** TO BE DONE **
List each line of the entries below that contains the word "window".

----- EXCERPTED DATA -----

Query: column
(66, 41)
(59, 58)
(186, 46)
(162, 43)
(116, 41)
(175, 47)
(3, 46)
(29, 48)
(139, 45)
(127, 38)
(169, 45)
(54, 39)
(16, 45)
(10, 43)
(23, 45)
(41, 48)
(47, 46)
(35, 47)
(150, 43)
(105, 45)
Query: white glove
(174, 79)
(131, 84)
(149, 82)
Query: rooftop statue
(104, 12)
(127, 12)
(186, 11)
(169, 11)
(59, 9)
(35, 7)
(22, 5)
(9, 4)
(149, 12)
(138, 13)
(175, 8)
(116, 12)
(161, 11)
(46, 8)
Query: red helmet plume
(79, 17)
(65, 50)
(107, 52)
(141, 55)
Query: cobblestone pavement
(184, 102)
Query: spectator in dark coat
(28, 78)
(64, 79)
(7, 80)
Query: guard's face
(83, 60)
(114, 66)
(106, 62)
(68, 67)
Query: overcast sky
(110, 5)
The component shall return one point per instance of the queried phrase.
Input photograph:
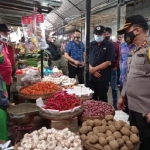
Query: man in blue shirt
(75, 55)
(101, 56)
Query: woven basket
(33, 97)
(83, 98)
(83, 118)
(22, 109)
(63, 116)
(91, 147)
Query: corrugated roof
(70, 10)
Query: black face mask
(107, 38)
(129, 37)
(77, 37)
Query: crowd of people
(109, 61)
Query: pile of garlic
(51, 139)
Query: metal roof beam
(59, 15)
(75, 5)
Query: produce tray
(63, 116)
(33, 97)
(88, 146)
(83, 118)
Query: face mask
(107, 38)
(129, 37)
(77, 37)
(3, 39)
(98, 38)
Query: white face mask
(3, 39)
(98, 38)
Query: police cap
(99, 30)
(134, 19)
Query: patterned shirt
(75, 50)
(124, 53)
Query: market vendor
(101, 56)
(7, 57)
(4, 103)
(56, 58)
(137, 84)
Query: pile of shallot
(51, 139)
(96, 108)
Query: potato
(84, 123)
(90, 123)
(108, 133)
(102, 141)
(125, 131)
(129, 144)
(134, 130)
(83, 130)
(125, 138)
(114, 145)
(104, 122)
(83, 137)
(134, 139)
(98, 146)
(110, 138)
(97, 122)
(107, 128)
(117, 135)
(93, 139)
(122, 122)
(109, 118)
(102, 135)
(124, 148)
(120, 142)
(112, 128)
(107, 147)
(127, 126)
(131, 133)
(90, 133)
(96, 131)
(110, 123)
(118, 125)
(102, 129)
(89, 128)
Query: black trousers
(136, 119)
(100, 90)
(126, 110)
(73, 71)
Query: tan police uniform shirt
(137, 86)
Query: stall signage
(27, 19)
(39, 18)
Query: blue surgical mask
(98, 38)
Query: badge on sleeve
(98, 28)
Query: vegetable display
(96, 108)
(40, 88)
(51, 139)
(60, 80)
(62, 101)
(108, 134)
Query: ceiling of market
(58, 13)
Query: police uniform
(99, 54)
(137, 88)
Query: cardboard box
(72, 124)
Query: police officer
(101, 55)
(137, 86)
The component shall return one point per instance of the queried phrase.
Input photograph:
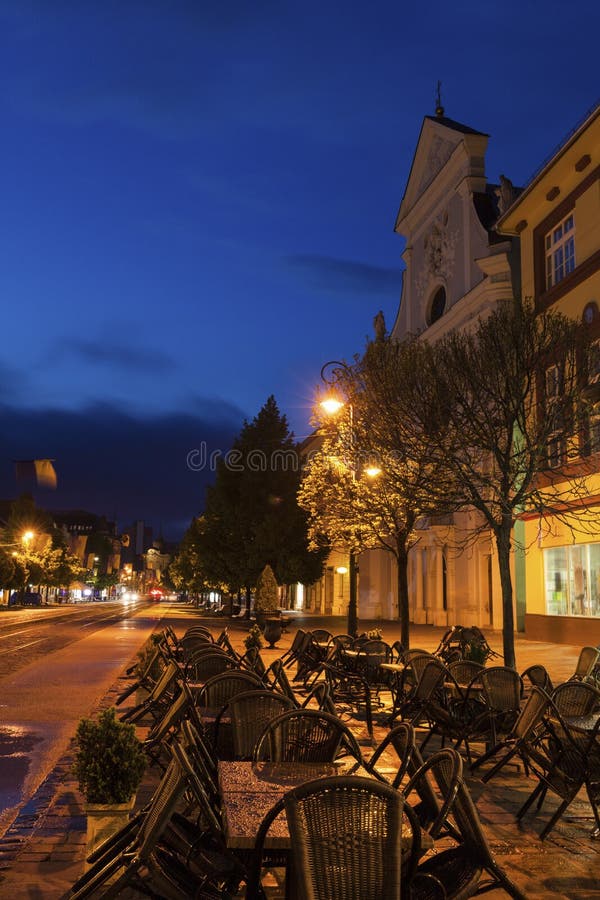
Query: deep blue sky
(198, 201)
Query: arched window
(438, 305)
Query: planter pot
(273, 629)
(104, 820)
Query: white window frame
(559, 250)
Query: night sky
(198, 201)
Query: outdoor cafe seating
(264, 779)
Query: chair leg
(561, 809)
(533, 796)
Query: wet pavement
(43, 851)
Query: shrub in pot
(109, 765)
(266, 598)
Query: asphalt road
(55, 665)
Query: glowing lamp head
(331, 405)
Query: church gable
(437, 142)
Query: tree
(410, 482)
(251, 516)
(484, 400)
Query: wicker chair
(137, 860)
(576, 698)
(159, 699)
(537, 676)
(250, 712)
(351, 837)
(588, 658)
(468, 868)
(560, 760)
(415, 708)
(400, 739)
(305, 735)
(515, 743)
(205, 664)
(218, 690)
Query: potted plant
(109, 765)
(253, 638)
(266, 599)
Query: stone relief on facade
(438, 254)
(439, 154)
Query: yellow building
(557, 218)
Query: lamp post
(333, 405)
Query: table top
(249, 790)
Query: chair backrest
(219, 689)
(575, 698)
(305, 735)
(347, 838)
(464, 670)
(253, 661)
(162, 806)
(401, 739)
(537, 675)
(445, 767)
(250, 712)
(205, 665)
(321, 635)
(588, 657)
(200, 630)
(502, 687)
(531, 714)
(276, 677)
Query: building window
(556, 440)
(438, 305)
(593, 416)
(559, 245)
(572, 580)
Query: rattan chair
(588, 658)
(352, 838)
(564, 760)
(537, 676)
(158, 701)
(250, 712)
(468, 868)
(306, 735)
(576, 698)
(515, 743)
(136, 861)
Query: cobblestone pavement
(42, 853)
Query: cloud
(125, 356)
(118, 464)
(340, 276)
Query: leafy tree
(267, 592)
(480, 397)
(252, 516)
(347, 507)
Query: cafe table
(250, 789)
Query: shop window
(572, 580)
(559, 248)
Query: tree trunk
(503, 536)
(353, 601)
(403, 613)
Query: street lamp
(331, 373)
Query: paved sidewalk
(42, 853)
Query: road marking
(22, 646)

-----
----- EXCERPTED DATA -----

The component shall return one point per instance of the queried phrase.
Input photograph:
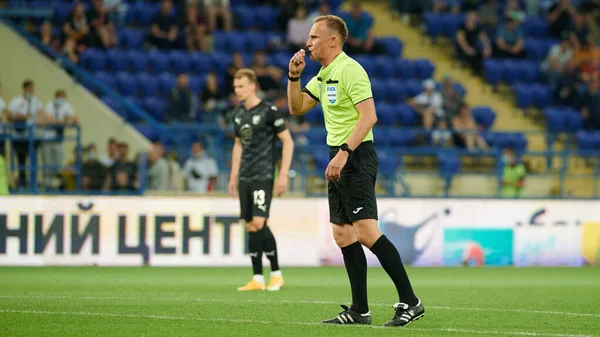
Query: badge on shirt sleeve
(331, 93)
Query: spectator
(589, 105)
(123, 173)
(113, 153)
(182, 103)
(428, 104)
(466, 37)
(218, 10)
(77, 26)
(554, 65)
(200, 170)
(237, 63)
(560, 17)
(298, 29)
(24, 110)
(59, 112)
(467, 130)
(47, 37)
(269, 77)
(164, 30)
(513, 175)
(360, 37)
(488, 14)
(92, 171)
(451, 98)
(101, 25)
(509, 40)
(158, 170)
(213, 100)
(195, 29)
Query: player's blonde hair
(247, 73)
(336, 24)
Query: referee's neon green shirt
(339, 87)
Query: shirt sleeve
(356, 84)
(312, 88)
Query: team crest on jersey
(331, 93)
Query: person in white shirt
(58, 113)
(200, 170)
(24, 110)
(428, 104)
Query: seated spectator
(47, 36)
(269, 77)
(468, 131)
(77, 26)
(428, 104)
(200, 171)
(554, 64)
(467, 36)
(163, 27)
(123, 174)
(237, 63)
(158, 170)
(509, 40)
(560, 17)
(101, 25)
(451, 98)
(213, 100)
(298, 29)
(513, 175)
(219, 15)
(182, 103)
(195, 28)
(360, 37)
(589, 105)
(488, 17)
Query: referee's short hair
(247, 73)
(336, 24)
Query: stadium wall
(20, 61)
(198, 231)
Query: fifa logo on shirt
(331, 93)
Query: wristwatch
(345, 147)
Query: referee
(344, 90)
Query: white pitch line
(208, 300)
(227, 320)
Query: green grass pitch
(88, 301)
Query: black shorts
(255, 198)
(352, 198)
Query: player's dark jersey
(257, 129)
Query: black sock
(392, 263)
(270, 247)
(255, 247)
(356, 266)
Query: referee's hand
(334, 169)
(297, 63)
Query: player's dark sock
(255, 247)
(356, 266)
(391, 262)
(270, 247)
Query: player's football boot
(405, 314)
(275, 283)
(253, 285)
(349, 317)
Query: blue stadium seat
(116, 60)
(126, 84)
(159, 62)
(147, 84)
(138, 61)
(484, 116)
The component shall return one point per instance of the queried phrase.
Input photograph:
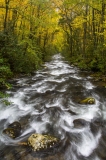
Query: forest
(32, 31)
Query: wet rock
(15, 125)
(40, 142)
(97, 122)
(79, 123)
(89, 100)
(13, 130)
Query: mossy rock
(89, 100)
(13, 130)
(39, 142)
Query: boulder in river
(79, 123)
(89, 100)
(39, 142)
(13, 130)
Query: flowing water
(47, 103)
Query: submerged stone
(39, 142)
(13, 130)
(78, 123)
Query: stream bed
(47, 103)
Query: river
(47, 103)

-----
----- EXCERPTED DATA -----

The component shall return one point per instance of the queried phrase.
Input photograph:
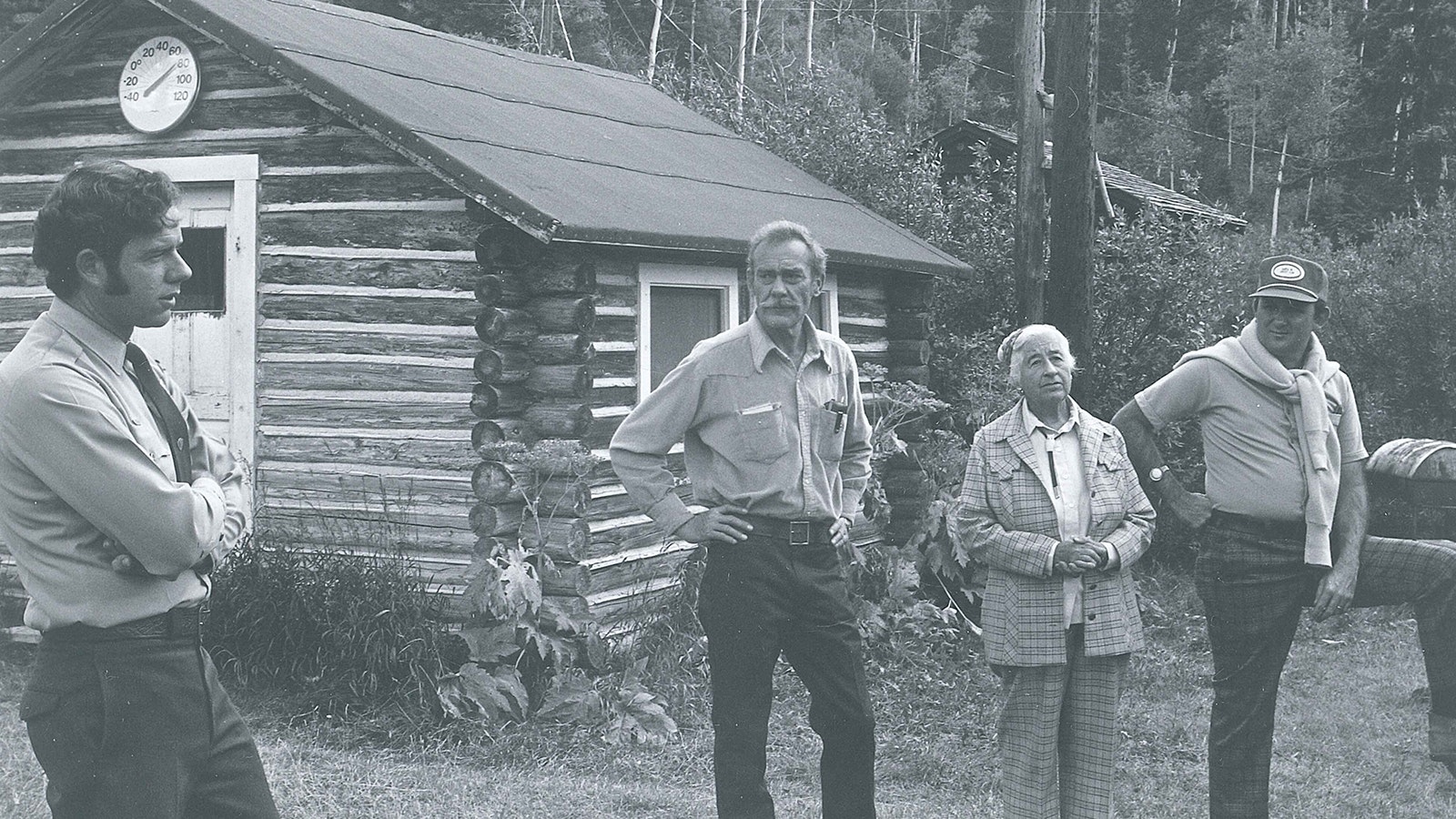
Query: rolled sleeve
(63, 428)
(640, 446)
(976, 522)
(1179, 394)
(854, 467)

-----

** ANSWER IN FULL **
Query: arched window
Query: white window frame
Query: building window
Query: shop window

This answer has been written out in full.